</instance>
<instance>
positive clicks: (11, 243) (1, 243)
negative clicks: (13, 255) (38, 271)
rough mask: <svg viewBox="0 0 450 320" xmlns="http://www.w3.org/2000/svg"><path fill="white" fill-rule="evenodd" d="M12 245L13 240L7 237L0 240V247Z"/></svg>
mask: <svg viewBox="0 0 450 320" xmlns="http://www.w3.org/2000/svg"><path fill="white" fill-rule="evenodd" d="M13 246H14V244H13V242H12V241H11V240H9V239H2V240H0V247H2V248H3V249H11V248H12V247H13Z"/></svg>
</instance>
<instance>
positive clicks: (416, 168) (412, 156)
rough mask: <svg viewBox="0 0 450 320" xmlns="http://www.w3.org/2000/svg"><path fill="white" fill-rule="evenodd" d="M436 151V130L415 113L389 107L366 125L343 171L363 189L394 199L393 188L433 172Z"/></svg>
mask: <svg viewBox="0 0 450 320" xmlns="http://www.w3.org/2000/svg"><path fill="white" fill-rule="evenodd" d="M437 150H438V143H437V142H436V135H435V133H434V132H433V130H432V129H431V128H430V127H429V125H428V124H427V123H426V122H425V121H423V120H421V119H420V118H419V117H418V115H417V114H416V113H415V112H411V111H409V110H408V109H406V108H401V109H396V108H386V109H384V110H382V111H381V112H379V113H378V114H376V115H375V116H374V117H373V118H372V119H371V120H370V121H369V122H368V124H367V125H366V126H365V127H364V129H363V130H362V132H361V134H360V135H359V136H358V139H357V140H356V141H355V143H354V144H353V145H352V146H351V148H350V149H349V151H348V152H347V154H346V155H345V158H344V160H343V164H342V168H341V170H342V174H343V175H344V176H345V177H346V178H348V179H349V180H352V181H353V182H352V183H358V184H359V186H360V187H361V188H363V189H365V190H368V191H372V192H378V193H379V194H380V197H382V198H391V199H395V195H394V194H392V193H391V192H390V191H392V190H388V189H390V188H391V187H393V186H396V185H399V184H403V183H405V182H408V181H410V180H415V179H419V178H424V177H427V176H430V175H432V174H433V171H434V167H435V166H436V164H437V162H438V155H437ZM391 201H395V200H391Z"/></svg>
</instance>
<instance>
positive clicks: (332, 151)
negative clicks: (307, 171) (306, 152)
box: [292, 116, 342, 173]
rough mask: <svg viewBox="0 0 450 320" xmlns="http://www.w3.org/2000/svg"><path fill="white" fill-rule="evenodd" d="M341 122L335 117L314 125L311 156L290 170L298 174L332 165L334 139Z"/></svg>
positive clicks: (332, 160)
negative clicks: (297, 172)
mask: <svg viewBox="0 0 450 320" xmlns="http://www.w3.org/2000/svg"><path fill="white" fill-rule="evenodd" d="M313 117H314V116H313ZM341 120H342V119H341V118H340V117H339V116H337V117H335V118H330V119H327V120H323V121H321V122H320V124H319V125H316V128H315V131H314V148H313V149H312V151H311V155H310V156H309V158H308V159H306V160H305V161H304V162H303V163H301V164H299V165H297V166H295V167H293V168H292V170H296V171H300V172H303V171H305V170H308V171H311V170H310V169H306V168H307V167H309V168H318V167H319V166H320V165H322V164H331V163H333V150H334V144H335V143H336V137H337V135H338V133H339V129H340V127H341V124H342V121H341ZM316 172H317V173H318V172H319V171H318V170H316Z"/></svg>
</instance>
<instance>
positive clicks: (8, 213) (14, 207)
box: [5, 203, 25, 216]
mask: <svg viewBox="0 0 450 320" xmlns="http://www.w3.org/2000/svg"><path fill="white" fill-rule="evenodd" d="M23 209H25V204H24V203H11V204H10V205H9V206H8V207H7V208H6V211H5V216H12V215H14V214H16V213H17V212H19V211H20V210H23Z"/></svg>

= = = =

● TASK PROMPT
Copy out each line of the records that holds the string "positive".

● TASK SOLUTION
positive clicks: (11, 243) (1, 243)
positive clicks: (416, 168) (412, 156)
positive clicks: (332, 151)
positive clicks: (332, 160)
positive clicks: (8, 213) (14, 207)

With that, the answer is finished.